**Data for the task:**
## Begin
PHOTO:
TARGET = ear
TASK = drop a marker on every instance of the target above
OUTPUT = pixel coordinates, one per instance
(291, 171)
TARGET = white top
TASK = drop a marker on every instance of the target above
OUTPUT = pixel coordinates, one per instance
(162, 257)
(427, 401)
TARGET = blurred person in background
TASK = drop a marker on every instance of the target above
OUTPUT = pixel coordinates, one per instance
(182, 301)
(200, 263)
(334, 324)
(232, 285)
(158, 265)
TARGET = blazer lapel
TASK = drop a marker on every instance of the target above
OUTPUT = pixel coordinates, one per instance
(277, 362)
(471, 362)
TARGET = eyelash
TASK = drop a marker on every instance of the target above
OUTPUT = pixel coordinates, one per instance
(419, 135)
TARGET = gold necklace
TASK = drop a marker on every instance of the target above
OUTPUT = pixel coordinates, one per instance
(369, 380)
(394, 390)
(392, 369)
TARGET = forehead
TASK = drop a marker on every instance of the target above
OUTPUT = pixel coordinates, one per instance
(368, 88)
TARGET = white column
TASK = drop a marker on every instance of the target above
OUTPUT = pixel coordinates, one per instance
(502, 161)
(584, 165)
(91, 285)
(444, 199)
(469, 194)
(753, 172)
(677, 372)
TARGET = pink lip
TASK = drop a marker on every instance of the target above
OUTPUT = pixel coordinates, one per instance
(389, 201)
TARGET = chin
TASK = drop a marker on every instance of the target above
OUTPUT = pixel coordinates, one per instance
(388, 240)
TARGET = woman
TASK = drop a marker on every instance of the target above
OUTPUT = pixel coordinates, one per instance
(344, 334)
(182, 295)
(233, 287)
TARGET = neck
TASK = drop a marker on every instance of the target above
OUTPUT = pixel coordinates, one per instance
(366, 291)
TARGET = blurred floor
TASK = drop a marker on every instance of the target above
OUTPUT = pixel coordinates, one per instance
## End
**What to produce:** Rewrite all the records above, changing "drop a marker" to "place a pin" and keeping everything else the same.

**Exercise result:**
PHOTO:
TARGET = ear
TASK = place a pin on every instance of the target above
OUTPUT = pixel coordinates, one per instance
(291, 171)
TARGET = white top
TASK = place a pin on every instance of the target above
OUTPUT = pixel coordinates, one per instance
(162, 257)
(427, 401)
TARGET = blurred person in background
TASK = place a pin on every instance of the target above
OUTPUT = pixel coordinates, one per instance
(182, 301)
(200, 263)
(334, 324)
(232, 285)
(158, 265)
TARGET = blazer lapel
TASK = place a pin on every instance of the target above
OUTPUT = pixel coordinates, one per instance
(277, 362)
(471, 362)
TARGET = eyelash
TASK = place a pin on every instance of the target above
OUTPUT = pixel coordinates, one per instance
(419, 135)
TARGET = gold necklace
TASK = place a pin on every instance of the target above
OUTPUT = pixel coordinates, one per instance
(369, 380)
(394, 390)
(392, 369)
TARGET = forehead
TASK = place a pin on every instance of the target above
OUTPUT = pixel coordinates, one per instance
(368, 88)
TARGET = white column
TASK = place a pin on every instance of the target above
OUTPUT = pixel coordinates, one per instance
(502, 161)
(584, 165)
(91, 285)
(444, 199)
(469, 194)
(753, 172)
(677, 372)
TARGET = pink lip
TASK = place a pin on every instance of the target above
OUTPUT = pixel coordinates, one per instance
(389, 201)
TARGET = chin
TASK = place a pin on every instance of the target above
OUTPUT = pixel coordinates, one per instance
(388, 240)
TARGET = woman
TASK = place a pin on every instance of the target above
OUTPUT = pixel coordinates, one per instance
(344, 334)
(182, 295)
(233, 287)
TARGET = neck
TASK = place a pin on every instance of the target above
OUTPUT = pixel coordinates, one per instance
(366, 291)
TARGET = blurred floor
TASK = place a pin on every instance of the target above
OUTPUT = pixel coordinates, one per instance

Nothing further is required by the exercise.